EXERCISE DIRECTIONS => The full set of records below is to be reproduced without a single alteration.

((

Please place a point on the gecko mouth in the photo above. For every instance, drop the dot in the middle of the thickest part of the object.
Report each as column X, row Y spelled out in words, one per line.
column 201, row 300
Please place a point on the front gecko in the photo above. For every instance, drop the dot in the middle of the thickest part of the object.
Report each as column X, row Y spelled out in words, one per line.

))

ANSWER =>
Please place a point on the gecko mouth in the photo above. For every instance, drop the dot in the middle of the thickest part of the object.
Report each as column X, row Y spelled out in words, one per line.
column 201, row 300
Please place a point on the front gecko in the photo above. For every instance, drop the dot in the middle of the thickest part of the object.
Report each as column X, row Y spelled out in words, one per line.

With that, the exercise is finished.